**Objective:** Report how many lines of the material below include the word "wall". Give only the number.
"""
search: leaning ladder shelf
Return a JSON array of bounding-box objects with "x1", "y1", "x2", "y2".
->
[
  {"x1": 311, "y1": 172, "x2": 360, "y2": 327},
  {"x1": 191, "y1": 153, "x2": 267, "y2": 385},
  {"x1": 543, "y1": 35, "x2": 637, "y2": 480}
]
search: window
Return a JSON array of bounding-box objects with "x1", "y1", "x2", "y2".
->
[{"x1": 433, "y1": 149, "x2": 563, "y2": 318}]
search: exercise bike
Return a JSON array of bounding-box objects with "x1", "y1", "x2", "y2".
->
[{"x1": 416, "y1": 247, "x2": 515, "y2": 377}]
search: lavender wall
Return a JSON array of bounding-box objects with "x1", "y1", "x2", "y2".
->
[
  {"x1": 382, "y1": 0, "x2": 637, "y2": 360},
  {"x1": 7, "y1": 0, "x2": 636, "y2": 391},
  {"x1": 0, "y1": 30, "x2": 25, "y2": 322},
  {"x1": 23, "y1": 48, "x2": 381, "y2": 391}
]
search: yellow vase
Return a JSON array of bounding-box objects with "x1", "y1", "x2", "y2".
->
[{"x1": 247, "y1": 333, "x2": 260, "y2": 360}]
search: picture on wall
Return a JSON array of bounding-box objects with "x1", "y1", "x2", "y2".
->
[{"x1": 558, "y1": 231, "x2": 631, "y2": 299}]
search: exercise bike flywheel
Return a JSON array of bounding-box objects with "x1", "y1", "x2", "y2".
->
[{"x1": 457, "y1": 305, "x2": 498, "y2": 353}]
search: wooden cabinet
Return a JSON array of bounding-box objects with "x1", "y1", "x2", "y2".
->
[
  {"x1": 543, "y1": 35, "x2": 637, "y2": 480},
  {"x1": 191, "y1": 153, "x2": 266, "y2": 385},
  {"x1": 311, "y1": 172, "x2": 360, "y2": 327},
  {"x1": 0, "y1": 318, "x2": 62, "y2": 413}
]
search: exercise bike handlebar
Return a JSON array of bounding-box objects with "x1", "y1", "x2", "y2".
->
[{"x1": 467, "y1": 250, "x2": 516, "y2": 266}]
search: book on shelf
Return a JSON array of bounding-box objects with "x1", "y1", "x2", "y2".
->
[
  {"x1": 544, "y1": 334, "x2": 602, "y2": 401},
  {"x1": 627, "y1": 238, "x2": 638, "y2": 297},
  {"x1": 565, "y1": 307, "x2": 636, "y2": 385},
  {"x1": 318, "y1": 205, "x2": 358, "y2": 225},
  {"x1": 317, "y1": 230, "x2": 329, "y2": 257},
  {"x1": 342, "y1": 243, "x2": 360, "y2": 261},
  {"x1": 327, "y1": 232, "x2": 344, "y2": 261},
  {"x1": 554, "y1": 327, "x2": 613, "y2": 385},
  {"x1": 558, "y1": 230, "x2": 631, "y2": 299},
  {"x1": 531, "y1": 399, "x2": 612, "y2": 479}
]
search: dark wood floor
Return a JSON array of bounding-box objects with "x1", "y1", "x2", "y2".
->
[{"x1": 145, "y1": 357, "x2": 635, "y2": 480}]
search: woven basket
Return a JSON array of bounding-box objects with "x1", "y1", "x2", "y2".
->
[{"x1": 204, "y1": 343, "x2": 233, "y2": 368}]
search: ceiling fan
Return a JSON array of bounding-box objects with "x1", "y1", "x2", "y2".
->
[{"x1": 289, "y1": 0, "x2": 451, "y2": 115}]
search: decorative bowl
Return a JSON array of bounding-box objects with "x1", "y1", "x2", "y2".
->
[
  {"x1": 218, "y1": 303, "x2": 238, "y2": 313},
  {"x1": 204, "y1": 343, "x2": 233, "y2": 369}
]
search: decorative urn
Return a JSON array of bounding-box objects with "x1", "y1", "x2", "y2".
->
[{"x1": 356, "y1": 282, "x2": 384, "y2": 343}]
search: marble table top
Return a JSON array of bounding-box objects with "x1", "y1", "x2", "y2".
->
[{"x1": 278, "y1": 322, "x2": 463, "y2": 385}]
"""
"""
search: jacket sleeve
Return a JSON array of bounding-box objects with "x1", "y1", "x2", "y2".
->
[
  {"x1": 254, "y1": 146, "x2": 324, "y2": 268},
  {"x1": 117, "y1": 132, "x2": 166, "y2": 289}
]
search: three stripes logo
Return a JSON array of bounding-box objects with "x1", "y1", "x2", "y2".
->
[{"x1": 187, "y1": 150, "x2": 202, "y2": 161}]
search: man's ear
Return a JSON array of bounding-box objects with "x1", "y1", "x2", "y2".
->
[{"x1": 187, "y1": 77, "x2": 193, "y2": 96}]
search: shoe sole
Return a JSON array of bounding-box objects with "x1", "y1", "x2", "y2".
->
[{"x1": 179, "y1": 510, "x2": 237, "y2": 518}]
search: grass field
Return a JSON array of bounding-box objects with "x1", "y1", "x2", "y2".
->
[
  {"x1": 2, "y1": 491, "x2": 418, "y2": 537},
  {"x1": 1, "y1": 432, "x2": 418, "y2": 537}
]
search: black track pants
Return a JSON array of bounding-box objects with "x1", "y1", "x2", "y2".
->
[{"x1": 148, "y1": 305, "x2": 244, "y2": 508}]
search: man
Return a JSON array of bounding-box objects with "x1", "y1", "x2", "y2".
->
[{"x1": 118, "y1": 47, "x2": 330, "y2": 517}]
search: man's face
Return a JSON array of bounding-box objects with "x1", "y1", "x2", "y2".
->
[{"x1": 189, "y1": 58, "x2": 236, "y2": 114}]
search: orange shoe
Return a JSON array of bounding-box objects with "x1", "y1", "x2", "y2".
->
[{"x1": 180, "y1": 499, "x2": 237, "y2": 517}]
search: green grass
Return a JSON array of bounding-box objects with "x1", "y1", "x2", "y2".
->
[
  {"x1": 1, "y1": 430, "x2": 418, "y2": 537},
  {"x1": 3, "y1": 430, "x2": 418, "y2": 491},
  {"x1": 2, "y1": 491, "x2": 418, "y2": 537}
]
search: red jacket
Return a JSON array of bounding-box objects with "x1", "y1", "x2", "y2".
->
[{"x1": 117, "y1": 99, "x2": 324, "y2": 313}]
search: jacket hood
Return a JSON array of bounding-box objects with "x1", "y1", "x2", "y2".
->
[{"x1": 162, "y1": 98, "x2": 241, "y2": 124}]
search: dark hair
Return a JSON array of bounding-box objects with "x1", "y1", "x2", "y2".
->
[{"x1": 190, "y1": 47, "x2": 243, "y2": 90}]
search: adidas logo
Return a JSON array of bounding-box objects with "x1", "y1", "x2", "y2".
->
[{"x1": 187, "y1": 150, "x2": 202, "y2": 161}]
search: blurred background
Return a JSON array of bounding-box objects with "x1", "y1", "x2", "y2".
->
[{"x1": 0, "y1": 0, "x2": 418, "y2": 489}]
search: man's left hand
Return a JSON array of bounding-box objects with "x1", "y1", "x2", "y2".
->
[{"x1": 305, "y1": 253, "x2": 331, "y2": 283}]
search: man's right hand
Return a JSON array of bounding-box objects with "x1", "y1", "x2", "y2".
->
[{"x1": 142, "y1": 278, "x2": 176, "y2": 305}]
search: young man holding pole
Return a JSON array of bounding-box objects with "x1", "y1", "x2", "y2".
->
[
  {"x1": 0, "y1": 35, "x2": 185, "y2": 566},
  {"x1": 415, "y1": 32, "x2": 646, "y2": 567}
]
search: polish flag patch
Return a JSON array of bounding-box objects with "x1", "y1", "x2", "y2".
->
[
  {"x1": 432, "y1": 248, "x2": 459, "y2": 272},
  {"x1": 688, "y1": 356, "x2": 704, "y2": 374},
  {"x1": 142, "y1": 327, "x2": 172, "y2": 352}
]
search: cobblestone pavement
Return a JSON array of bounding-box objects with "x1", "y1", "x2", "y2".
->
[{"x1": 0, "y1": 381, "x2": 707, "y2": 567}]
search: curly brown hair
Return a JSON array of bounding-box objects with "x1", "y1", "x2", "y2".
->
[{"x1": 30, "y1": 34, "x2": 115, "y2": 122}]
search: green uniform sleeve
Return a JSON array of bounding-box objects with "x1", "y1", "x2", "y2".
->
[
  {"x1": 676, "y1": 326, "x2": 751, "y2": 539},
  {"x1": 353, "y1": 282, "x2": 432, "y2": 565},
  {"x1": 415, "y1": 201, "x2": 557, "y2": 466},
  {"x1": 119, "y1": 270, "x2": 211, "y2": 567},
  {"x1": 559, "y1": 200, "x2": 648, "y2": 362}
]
"""
**Answer to the task:** 2